Location annotation dataset excerpts
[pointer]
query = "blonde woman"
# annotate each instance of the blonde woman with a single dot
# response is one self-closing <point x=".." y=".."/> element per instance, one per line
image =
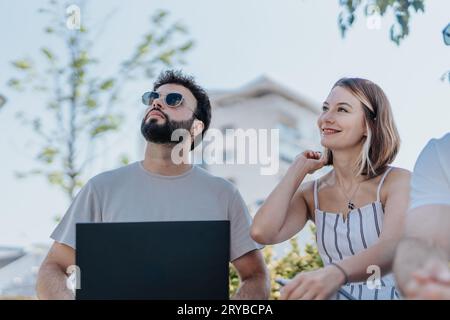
<point x="358" y="207"/>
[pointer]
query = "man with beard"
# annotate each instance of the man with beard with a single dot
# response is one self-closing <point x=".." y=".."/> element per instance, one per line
<point x="161" y="189"/>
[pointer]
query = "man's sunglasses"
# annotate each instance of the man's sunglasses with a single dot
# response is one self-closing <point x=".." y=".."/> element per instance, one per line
<point x="173" y="99"/>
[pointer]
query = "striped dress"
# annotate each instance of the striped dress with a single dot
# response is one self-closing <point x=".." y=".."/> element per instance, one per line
<point x="338" y="239"/>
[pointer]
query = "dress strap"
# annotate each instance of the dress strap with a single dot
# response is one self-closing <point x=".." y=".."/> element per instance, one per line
<point x="316" y="198"/>
<point x="381" y="183"/>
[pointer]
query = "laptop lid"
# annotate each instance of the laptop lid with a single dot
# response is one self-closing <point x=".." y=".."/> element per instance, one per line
<point x="153" y="260"/>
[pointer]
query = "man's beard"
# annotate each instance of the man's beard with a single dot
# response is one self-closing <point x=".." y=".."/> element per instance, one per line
<point x="162" y="133"/>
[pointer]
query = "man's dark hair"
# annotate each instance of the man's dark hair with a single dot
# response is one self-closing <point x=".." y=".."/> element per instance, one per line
<point x="203" y="110"/>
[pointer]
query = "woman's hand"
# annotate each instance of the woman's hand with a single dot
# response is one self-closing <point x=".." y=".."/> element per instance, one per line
<point x="314" y="285"/>
<point x="308" y="161"/>
<point x="430" y="283"/>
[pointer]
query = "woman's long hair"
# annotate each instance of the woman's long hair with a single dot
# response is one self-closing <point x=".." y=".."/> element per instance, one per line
<point x="383" y="141"/>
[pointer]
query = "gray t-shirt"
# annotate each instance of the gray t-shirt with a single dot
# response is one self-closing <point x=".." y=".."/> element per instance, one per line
<point x="133" y="194"/>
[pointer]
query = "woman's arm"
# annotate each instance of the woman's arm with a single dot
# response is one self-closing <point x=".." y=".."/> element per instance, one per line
<point x="285" y="212"/>
<point x="322" y="283"/>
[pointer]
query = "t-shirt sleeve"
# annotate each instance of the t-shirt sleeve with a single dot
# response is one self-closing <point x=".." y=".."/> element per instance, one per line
<point x="240" y="222"/>
<point x="84" y="208"/>
<point x="430" y="182"/>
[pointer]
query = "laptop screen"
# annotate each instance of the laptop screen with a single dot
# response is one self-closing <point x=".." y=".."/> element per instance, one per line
<point x="153" y="260"/>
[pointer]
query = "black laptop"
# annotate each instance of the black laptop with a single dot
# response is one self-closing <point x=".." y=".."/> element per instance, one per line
<point x="186" y="260"/>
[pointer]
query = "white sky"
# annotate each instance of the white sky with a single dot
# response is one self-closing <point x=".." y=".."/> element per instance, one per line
<point x="297" y="43"/>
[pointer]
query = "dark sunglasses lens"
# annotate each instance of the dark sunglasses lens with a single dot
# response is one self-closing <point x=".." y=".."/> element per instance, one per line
<point x="174" y="99"/>
<point x="148" y="97"/>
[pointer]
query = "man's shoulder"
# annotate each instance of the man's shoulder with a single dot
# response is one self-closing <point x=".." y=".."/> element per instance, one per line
<point x="212" y="180"/>
<point x="114" y="175"/>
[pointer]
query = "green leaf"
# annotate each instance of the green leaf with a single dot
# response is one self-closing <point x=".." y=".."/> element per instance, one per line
<point x="22" y="64"/>
<point x="107" y="84"/>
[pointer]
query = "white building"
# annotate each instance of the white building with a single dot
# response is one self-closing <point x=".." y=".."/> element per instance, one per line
<point x="263" y="104"/>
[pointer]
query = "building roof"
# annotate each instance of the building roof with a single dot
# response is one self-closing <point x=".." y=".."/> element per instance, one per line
<point x="259" y="87"/>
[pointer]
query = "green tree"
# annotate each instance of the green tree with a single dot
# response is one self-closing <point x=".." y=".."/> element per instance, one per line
<point x="401" y="9"/>
<point x="81" y="103"/>
<point x="286" y="267"/>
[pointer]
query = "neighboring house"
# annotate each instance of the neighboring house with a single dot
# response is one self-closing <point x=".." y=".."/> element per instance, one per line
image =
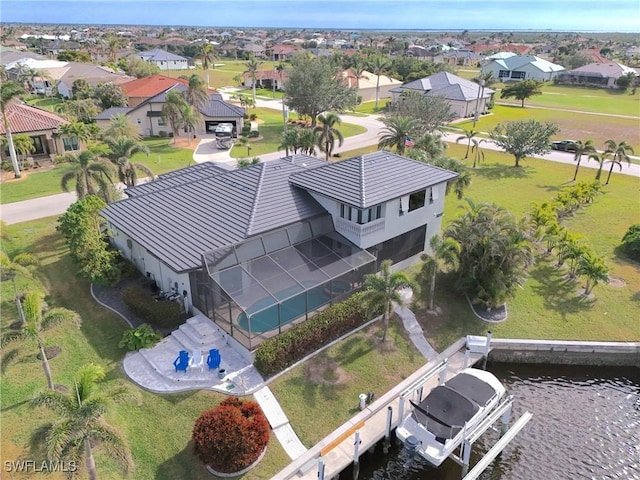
<point x="366" y="84"/>
<point x="141" y="89"/>
<point x="521" y="67"/>
<point x="598" y="74"/>
<point x="460" y="58"/>
<point x="266" y="79"/>
<point x="464" y="96"/>
<point x="260" y="248"/>
<point x="44" y="129"/>
<point x="164" y="60"/>
<point x="147" y="115"/>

Brief -
Locate each line in the items above that contains the string "striped" and copy every such line. Treat uppercase and lowercase letters as distinct.

Task response -
query = "striped dress"
# annotate each instance of the striped dress with a single dot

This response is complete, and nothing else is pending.